**Auszug**
________________________

Ungarn:Spät, aber nicht zu spät

Endlich leitet die EU ein Vertragsverletzungsverfahren ein.

Von Cathrin Kahlweit

Es ist nicht bekannt, ob sich Viktor Orbán insgeheim ärgert, weil er diesmal die Gegner unterschätzt und den Mund zu voll genommen hat; im Zweifel wird er gegenüber seinen Anhängern daheim das Vertragsverletzungsverfahren, das Brüssel am Mittwoch gegen Ungarn eingeleitet hat, als Sieg des notorischen Ungarn-Hassers George Soros und seines dichten Netzwerks in Europa darstellen. Was in seinen Augen nur ein Beweis dafür sein kann, dass er recht hat.

Tatsächlich aber zeigt das Vorgehen der EU-Kommission, die Hochschulgesetz, nationale Konsultationen und NGO-Gesetz infrage stellt, dass Orbán jeglichen Realitätssinn verloren hat. Die manipulativen Botschaften, mit denen gerade die ungarischen Bürger gegen die EU eingenommen werden sollen, sind zu krude, seine Verschwörungstheorien lächerlich.

________________________

**Ihre Aufgaben**
1. Geben Sie den Abschnitt aus dem Text über Ungarn wortgetreu wieder, beginnend bei „Es ist nicht“ und endend bei „dass er recht hat.“.
2. Beantworten Sie anhand des Textes über Ungarn die folgenden Fragen.
(a) An welchem Wochentag hat Brüssel das Vertragsverletzungsverfahren gegen Ungarn eingeleitet?
(b) Welche drei Dinge stellt die EU-Kommission infrage?
(c) Als wessen Sieg wird Orbán das Verfahren gegenüber seinen Anhängern im Zweifel darstellen?
3. Setzen Sie den Text über Ungarn im Anschluss an seinen letzten Satz fort.
Die anschließenden Zeilen sind eigenständiges Material ohne Bezug zum Text über Ungarn.

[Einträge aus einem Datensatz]
________________________

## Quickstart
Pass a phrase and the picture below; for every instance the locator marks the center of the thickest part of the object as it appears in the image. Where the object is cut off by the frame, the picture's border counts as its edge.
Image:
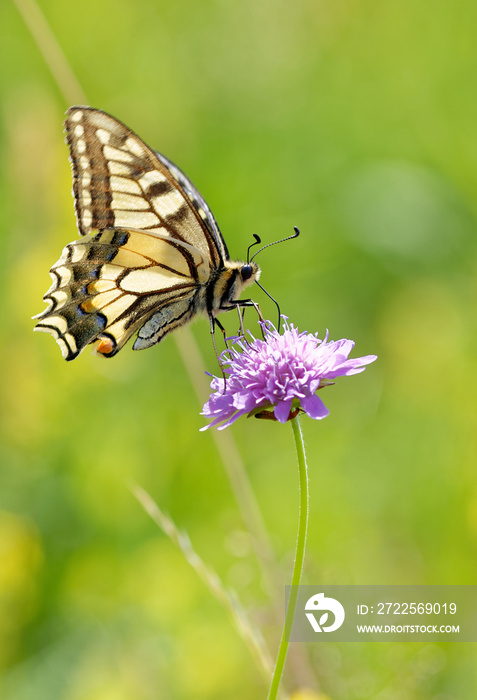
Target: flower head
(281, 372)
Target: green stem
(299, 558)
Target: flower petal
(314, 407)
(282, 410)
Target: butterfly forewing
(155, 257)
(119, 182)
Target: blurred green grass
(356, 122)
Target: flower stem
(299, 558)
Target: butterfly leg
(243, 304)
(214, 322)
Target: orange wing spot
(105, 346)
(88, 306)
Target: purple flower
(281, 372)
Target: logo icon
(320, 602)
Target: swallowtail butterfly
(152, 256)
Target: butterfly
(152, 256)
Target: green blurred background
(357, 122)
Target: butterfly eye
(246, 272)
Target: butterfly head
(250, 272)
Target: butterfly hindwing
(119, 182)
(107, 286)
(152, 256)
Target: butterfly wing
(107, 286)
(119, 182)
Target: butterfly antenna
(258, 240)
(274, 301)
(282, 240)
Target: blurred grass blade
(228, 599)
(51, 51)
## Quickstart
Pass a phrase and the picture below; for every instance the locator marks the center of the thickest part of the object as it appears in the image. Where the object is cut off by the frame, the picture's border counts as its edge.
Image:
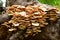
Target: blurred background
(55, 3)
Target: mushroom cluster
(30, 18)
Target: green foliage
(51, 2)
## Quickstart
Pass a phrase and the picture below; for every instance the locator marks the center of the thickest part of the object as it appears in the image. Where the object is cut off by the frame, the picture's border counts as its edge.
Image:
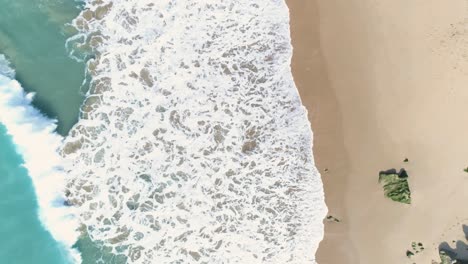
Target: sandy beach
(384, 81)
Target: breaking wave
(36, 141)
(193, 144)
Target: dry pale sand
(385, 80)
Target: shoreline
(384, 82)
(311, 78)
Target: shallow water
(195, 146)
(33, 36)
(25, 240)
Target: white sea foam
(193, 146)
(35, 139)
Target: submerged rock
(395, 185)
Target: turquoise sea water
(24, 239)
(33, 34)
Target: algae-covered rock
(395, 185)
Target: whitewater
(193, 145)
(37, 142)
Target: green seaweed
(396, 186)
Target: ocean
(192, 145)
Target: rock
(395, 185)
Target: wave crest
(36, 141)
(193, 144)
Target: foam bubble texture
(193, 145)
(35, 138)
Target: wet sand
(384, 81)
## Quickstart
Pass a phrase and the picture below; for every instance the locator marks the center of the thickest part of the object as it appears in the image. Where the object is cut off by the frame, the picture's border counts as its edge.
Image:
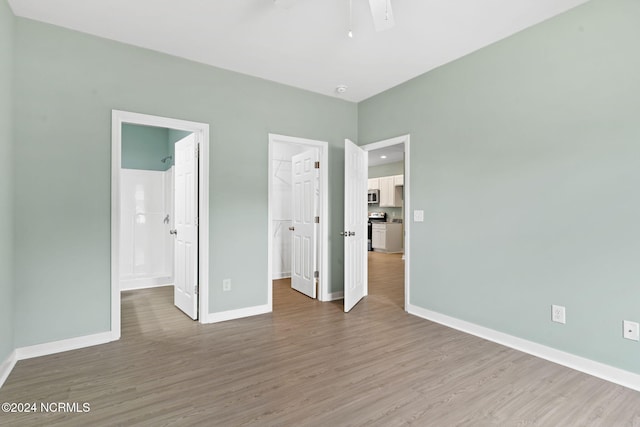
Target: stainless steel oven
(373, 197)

________________________

**Gelöste Aufgaben**
1.
Es ist nicht bekannt, ob sich Viktor Orbán insgeheim ärgert, weil er diesmal die Gegner unterschätzt und den Mund zu voll genommen hat; im Zweifel wird er gegenüber seinen Anhängern daheim das Vertragsverletzungsverfahren, das Brüssel am Mittwoch gegen Ungarn eingeleitet hat, als Sieg des notorischen Ungarn-Hassers George Soros und seines dichten Netzwerks in Europa darstellen. Was in seinen Augen nur ein Beweis dafür sein kann, dass er recht hat.

2.
(a) Am Mittwoch.
(b) Das Hochschulgesetz, die nationalen Konsultationen und das NGO-Gesetz.
(c) Als Sieg von George Soros und seines dichten Netzwerks in Europa.

3.
Brüssel hat sehr spät reagiert, aber nicht zu spät. Einige ungarische Abgeordnete sind offenbar bereits mit einem Brief an ihre EVP-Fraktion zu Kreuze gekrochen; sie wollen einem Ausschluss zuvorkommen. Und auch in Ungarn mehren sich die Stimmen selbst von Orbán-Fans, dass der Premier diesmal zu weit gegangen sei. Die gute Nachricht ist: Neben den Protesten gegen die jüngsten Gesetze wächst in Ungarn auch die Wut über das ungerechte, Fidesz-freundliche Wahlgesetz; derzeit entsteht eine Bewegung, die das ändern will. Gut so, denn im kommenden Jahr sind in Ungarn Wahlen.